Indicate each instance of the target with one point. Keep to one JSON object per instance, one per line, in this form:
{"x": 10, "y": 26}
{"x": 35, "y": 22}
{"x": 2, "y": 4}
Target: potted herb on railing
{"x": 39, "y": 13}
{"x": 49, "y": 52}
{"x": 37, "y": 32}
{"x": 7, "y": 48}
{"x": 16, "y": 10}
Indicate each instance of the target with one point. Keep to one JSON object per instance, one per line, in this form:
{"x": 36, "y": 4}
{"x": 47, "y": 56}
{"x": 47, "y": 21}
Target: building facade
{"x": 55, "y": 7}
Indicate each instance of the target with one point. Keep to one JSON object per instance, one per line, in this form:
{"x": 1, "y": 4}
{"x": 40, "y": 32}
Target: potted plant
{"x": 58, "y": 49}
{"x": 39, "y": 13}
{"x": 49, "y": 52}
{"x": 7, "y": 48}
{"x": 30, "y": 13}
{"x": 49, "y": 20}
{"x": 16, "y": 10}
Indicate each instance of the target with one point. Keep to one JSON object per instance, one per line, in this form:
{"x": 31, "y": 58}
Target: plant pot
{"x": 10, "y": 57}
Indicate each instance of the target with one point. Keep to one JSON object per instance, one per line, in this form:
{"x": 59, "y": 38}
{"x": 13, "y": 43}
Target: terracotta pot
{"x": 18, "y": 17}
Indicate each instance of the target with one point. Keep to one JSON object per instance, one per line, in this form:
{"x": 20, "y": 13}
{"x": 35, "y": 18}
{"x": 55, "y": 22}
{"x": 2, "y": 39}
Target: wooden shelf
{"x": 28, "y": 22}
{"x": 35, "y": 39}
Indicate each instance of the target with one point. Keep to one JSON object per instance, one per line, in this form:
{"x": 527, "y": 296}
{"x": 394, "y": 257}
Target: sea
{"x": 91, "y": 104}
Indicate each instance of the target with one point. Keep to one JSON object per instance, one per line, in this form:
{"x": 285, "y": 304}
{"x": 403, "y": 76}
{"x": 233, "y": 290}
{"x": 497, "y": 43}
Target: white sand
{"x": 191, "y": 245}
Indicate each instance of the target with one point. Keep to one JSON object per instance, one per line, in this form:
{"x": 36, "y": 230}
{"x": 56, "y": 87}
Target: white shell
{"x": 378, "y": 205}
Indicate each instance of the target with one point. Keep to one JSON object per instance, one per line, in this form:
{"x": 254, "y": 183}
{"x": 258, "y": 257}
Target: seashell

----

Directions for this task:
The complete listing above is to be output again exactly.

Answer:
Indicate each instance of the target with one point. Keep to one JSON object per instance, one per line, in this form:
{"x": 10, "y": 26}
{"x": 35, "y": 22}
{"x": 2, "y": 4}
Target: potted herb on railing
{"x": 39, "y": 13}
{"x": 49, "y": 52}
{"x": 37, "y": 32}
{"x": 7, "y": 48}
{"x": 16, "y": 10}
Indicate each instance of the target with one point. Keep to one JSON object per instance, one per line, in this form:
{"x": 36, "y": 4}
{"x": 47, "y": 56}
{"x": 47, "y": 21}
Target: building facade
{"x": 55, "y": 7}
Indicate each instance of the target with one point. Keep to one JSON object per instance, one per line, in this form:
{"x": 1, "y": 4}
{"x": 40, "y": 32}
Target: potted plant
{"x": 58, "y": 49}
{"x": 39, "y": 13}
{"x": 49, "y": 52}
{"x": 7, "y": 48}
{"x": 30, "y": 13}
{"x": 49, "y": 20}
{"x": 16, "y": 10}
Indicate each instance of the target with one point. Keep to one JSON object per instance, one per line, in this form:
{"x": 31, "y": 58}
Target: plant pot
{"x": 10, "y": 57}
Indicate each instance of the target with one point. Keep to one JSON object per instance, one per line, in this form:
{"x": 59, "y": 38}
{"x": 13, "y": 43}
Target: terracotta pot
{"x": 18, "y": 17}
Indicate each instance of the target with one point. Keep to one JSON object per instance, one per line, in this form:
{"x": 20, "y": 13}
{"x": 35, "y": 18}
{"x": 55, "y": 22}
{"x": 2, "y": 39}
Target: wooden shelf
{"x": 28, "y": 22}
{"x": 35, "y": 39}
Indicate each instance of the target with one point. Keep to one JSON object per instance, one per line, in this form:
{"x": 527, "y": 296}
{"x": 394, "y": 257}
Target: sea
{"x": 91, "y": 104}
Indicate each instance of the target with one point. Keep to one JSON object per instance, one per line, in this form:
{"x": 285, "y": 304}
{"x": 403, "y": 76}
{"x": 233, "y": 290}
{"x": 497, "y": 43}
Target: white sand
{"x": 191, "y": 245}
Indicate each instance of the target with one point. Keep to one JSON object per instance, one per line, in this form:
{"x": 36, "y": 230}
{"x": 56, "y": 87}
Target: white shell
{"x": 378, "y": 205}
Indicate each instance of the target with one point. Keep to one JSON object per instance, one per line, in this form:
{"x": 254, "y": 183}
{"x": 258, "y": 257}
Target: seashell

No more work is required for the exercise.